What needs to be done - Please copy every record below exactly, but leave the pictures out.

(Data records)
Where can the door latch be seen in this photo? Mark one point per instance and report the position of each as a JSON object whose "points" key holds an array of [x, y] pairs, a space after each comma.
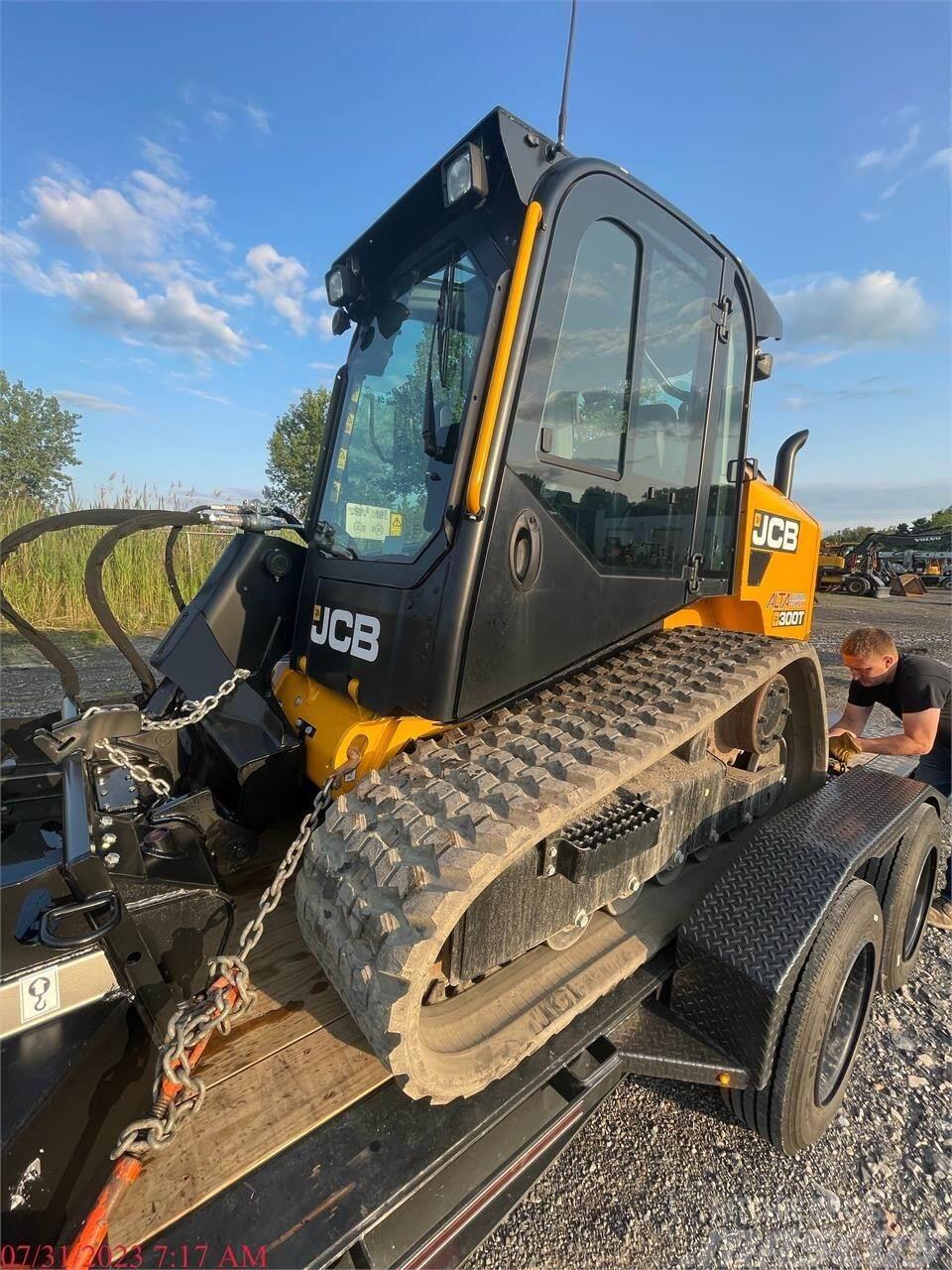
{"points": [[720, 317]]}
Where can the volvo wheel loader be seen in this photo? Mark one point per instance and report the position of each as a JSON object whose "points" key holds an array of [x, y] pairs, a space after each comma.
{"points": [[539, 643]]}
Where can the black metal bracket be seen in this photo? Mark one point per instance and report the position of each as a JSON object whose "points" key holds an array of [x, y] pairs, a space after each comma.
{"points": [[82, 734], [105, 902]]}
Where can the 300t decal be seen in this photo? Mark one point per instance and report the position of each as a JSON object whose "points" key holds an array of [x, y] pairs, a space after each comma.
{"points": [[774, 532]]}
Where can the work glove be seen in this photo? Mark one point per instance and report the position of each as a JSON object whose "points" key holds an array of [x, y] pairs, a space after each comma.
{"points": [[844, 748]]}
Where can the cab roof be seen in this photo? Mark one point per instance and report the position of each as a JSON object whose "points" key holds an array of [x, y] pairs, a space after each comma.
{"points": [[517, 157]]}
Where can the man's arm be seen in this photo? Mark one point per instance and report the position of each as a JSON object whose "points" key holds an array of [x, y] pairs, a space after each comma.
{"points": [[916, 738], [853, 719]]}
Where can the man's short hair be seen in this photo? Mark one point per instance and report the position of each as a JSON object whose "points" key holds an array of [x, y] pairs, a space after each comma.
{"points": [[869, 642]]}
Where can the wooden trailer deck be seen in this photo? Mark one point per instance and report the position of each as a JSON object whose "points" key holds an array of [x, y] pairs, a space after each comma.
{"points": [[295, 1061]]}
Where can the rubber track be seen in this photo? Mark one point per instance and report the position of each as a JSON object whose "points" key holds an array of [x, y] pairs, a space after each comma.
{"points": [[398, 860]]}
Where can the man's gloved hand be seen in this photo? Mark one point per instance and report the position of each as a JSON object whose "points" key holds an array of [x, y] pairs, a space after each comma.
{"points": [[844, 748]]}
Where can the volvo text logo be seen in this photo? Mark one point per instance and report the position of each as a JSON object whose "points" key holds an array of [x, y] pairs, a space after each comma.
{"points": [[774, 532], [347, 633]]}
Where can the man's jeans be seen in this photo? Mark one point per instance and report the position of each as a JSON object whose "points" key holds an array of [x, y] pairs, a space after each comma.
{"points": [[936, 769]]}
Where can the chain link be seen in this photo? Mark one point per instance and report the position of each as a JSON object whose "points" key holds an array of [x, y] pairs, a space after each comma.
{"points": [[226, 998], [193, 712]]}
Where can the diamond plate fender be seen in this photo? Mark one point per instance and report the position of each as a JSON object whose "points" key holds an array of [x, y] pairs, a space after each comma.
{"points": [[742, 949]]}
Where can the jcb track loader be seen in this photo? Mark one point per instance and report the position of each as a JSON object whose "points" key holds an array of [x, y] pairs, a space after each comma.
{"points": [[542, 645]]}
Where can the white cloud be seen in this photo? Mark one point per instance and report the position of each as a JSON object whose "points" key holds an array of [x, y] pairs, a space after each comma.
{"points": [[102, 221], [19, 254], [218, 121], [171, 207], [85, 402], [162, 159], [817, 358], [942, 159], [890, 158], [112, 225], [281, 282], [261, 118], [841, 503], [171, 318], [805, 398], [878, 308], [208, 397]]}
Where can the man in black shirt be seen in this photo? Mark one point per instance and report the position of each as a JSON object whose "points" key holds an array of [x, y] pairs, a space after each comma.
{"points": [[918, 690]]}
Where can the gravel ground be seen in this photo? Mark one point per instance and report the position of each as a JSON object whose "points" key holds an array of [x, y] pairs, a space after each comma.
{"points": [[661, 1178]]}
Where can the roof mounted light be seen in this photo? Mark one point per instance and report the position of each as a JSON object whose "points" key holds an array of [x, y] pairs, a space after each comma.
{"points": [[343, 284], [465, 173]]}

Task answer -
Where can the door latch be seen in this photo? Mark one point per instance and report the position of each as a JSON object whose "points" key holds an array of [x, y] pairs, a space after each comma.
{"points": [[720, 317]]}
Where can the volvo wheel loader be seen in this photo? Mark one point per instance and report the position of each as a JSON object whose "points" key holds an array of [x, y] pairs, a space after each comma.
{"points": [[539, 643]]}
Where can the black metal bracket be seen in this photo? Mark one point per instance and report the position of each as a JSON object whose "points" key holds an array of [x, y] pairs, a space after each comma.
{"points": [[82, 734], [105, 902]]}
Where can the 300t decal be seen in this photo? Mark one point per instance and report the position of each as a JSON object whose "points" key holds an array of [x, y] pairs, a space after each comma.
{"points": [[774, 532]]}
Where can the work glove be seen in this photo? Mark one point per instance and report the position of each as a JSON object whose "points" key holds an array of [x, y] pairs, a space after each comma.
{"points": [[844, 748]]}
Where can the cab roof be seen in this photo? Mark one point per instance and report the position of each as a JSON object whose "points" key holds an array of [x, y] pairs, a space after each comma.
{"points": [[517, 157]]}
Where can the man's arm be seen in this photo? Mark one point per instance and report the position of each as a JSON object whose "points" key holds an array of [x, y] pairs, a space after each comma.
{"points": [[916, 738], [853, 719]]}
Where can the man's short hair be seen in this photo? Mark one point per instance and report the position of each as a JSON object whose "points" key holds an array of [x, y] pairs, a space after each comma.
{"points": [[869, 642]]}
Where can the wooden trailer deck be seen in this photo? Mark one point per instance and report the position of each as a JSON object whose "points" key holds an array of [x, y] pairs, a space after each comma.
{"points": [[295, 1061]]}
Where can the rubber track be seen in this photo? Mark one point per instance and report the position of each as a JSON object whose "points" key holds an array of [x, y] pairs, a space after each comma.
{"points": [[398, 860]]}
Where can the man's gloved hand be seen in this photo? Mark one point per instance and report the position of each as a JSON object whose "points" key holds an array of [x, y] pairs, a space after each comma.
{"points": [[844, 748]]}
Where can the volvo text logo be seen in this photo? Mark one point per instance and report the position of each as a JSON object whose "points" key holds an array of [x, y] pairs, a space after each comma.
{"points": [[774, 532], [347, 633]]}
Where can the man's jeans be seen in this photo? Mark one point per instance and report the position of each as a JSON object whose "points" key holds an array of [x, y] pairs, a space after each comma.
{"points": [[936, 769]]}
Where can the chain link be seen in this photo? Mark one point per instance and report the position of each as a JSON object whose "points" key holds an array of [x, y] pairs, a space after each comma.
{"points": [[226, 998], [193, 712]]}
Where can the diamond plate fender be seen in this photo? Mark one point per instance and report the position of each as a JSON object whose "points" key holds an array of [x, y] pairs, a space after each comma.
{"points": [[742, 949]]}
Where can the jcb track loader be seen in this photo? Mark one point per instance and report the position of each as a JSON object whose "points" key holds an array of [x, y] pairs, a space after each comma.
{"points": [[542, 645]]}
Where can the white cloud be seen in this photo? Mark one point per instance and report the position of each as a JSON object whose "points" key holds an array of [x, y] pairs, a space after each comma.
{"points": [[102, 221], [19, 254], [218, 121], [171, 207], [85, 402], [162, 159], [817, 358], [942, 159], [890, 158], [112, 225], [281, 282], [261, 118], [841, 503], [171, 318], [805, 398], [878, 308], [208, 397]]}
Where can the man in black shirt be seen in this photo? Mark one point per instance and report the position of each as a JSON object whose "points" key holds an array of [x, y] pairs, a space after each comma.
{"points": [[918, 690]]}
Where can the gravel ground be seen in this photo? Mark one point per instance and report the position of each as a JSON object whose "points" key holds an array of [x, y] pairs, a space after each comma.
{"points": [[661, 1178]]}
Where can the roof mounted light be seen in this photo? Mark one point per instance and report the position of each as a JSON object whose "points" key holds an array of [x, y] pairs, a space after each comma.
{"points": [[343, 284], [465, 173]]}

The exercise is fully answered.